Repita sem nenhuma alteração, nos registros abaixo, tudo o que vai da linha que contém "highlight cluttered countertop items" até a linha que contém "[391,232,416,280]", incluindo essas duas linhas.

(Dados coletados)
= = = =
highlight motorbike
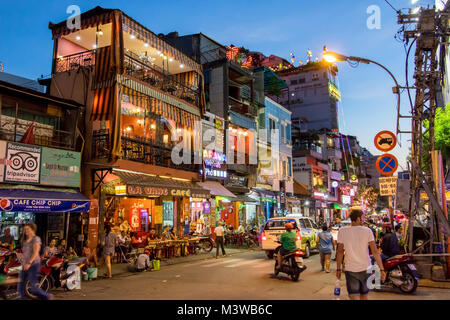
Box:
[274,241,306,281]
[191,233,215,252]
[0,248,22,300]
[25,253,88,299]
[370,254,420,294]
= = = =
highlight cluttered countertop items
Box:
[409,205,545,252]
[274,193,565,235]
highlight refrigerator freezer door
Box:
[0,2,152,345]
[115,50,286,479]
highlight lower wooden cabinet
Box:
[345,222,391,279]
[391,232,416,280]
= = = =
■ RESULTADO DA TAREFA ■
highlight cluttered countertop items
Box:
[409,205,545,252]
[274,193,565,235]
highlight refrigerator freezer door
Box:
[0,2,152,345]
[115,50,286,479]
highlight lower wooden cabinet
Box:
[345,222,391,279]
[391,232,416,280]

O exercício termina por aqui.